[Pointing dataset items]
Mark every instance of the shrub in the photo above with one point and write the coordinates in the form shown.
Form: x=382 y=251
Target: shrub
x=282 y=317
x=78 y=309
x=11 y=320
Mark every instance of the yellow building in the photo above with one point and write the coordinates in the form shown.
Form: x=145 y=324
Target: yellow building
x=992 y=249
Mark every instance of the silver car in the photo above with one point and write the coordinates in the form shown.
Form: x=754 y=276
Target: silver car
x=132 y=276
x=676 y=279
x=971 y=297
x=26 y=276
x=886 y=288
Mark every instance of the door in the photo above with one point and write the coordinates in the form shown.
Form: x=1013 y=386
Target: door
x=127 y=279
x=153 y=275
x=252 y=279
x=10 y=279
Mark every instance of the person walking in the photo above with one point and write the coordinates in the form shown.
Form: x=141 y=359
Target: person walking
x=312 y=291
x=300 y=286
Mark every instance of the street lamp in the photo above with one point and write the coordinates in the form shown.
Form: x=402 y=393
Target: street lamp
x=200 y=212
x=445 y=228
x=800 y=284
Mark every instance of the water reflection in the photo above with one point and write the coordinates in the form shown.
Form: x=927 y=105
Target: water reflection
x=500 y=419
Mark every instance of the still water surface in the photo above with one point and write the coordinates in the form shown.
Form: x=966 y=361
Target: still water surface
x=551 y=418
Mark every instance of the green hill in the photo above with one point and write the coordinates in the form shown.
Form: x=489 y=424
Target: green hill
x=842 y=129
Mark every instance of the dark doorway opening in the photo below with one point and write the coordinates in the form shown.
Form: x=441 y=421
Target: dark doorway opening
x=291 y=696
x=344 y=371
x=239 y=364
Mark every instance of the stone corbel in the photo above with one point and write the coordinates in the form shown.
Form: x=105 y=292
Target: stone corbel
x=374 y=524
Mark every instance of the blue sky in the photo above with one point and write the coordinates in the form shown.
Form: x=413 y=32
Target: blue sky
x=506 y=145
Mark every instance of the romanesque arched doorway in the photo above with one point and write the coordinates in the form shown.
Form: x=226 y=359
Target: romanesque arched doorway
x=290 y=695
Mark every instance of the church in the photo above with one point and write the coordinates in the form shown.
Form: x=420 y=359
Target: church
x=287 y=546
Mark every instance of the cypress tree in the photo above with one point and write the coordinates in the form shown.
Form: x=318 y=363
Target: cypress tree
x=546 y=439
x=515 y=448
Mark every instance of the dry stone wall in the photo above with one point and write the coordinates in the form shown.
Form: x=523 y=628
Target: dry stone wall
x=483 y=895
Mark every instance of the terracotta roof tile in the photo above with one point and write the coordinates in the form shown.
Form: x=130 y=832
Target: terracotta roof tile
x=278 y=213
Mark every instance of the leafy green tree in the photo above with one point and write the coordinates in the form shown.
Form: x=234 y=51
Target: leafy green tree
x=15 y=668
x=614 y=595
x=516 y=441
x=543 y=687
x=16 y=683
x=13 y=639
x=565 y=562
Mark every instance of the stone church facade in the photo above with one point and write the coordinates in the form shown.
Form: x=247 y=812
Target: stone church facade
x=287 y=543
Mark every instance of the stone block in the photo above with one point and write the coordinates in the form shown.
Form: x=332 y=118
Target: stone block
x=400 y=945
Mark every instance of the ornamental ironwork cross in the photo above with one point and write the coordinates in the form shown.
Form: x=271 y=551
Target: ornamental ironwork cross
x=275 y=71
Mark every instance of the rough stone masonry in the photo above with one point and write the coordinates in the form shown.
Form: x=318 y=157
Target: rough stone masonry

● **YOUR INSTRUCTIONS**:
Copy out every line from the one holding "Mark every instance of the water" through the one holding "x=500 y=419", inclusive. Resize the answer coordinates by multiplying each by 2.5 and rounding to whole numbers, with halves rounded up, and leave all other numbers unchanged.

● **EXERCISE SOLUTION**:
Mark every instance of the water reflection in the photo above with one point and write the coordinates in the form shown.
Form: x=927 y=105
Target: water reflection
x=1250 y=1048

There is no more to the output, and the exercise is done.